**文档节选**:
+===+

Teacher Mai has a kingdom. A monster has invaded this kingdom, and Teacher Mai wants to kill it.

Monster initially has h HP. And it will die if HP is less than 1.

Teacher Mai and monster take turns to do their action. In one round, Teacher Mai can attack the monster so that the HP of the monster will be reduced by a. At the end of this round, the HP of monster will be increased by b.

After k consecutive round's attack, Teacher Mai must take a rest in this round. However, he can also choose to take a rest in any round.

Output "YES" if Teacher Mai can kill this monster, else output "NO".

There are multiple test cases, terminated by a line "0 0 0 0".

For each test case, the first line contains four integers h,a,b,k(1<=h,a,b,k <=10^9).

For each case, output "Case #k: " first, where k is the case number counting from 1. Then output "YES" if Teacher Mai can kill this monster, else output "NO".

   
   5 3 2 2
0 0 0 0
  
  

   
   Case #1: NO
  
  

xudyh

题意：已知你的攻击力a、怪物血量h、每回合怪物的回血量b和每k回合你必须休息一回合；你也可以不到k回合就休息。

分析：只需要判断每k回合怪物掉的血量比回的血量多就YES，否则就NO。

+===+

**所给列表**:
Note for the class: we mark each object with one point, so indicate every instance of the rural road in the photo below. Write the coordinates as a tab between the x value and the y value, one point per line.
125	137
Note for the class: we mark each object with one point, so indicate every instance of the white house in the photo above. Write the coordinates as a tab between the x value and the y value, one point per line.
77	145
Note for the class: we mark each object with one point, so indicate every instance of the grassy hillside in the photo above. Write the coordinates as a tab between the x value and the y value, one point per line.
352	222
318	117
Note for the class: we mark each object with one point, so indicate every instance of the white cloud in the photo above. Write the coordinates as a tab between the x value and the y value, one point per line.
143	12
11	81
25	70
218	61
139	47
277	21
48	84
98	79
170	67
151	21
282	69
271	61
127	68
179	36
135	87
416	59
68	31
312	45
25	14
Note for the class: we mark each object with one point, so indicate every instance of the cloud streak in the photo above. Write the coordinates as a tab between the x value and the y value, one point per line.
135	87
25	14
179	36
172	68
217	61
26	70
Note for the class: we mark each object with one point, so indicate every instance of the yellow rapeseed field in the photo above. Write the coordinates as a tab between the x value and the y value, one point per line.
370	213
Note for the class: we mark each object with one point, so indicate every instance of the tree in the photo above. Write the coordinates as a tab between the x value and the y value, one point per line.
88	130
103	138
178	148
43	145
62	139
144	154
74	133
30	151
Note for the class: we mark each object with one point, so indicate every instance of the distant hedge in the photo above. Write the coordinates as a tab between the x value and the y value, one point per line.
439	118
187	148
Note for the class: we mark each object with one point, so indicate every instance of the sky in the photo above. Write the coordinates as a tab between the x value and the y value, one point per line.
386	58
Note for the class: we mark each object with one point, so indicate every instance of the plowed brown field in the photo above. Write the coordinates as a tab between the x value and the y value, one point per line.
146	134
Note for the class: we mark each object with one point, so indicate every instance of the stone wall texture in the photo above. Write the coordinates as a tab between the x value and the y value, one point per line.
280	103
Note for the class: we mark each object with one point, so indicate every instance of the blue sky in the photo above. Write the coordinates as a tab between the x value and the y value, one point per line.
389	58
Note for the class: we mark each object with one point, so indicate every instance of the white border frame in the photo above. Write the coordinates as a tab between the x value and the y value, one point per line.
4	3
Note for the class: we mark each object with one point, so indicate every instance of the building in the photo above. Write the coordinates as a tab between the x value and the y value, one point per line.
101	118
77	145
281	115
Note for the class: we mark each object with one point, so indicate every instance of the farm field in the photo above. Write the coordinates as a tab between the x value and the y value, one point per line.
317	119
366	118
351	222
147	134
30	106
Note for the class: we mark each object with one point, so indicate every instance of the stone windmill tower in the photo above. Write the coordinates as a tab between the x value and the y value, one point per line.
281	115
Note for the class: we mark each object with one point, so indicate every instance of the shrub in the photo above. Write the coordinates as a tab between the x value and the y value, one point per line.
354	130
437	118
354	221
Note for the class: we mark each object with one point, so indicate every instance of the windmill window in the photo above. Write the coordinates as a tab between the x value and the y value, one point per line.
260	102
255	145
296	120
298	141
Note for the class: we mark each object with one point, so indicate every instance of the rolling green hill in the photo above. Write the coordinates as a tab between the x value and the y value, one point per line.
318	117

+===+

**待完成任务**:
1. 按怪物题面的说法，怪物的血量低于多少时就会死亡？
2. 把怪物题面中从“Teacher Mai has”一直到“integers h,a,b,k(1<=h,a,b,k <=10^9).”的全部文字原样重抄一遍。
3. 从怪物题面的最后一句之后接着往下写。

**各题答案**:
1. 血量小于1时怪物就会死亡。

2.
Teacher Mai has a kingdom. A monster has invaded this kingdom, and Teacher Mai wants to kill it.

Monster initially has h HP. And it will die if HP is less than 1.

Teacher Mai and monster take turns to do their action. In one round, Teacher Mai can attack the monster so that the HP of the monster will be reduced by a. At the end of this round, the HP of monster will be increased by b.

After k consecutive round's attack, Teacher Mai must take a rest in this round. However, he can also choose to take a rest in any round.

Output "YES" if Teacher Mai can kill this monster, else output "NO".

There are multiple test cases, terminated by a line "0 0 0 0".

For each test case, the first line contains four integers h,a,b,k(1<=h,a,b,k <=10^9).

3.
#include <iostream>
#include <cstdio>
#include <cstring>
#include <stack>
#include <queue>
#include <map>
#include <set>
#include <vector>
#include <cmath>
#include <algorithm>
using namespace std;
const double eps = 1e-6;
const double pi = acos(-1.0);
const int INF = 0x3f3f3f3f;
const int MOD = 1000000007;
#define ll long long
#define CL(a) memset(a,0,sizeof(a))

int main()  
{  
    ll h,a,b,k,cas=1;  
    while(~scanf("%I64d%I64d%I64d%I64d",&h,&a,&b,&k),h+a+b+k)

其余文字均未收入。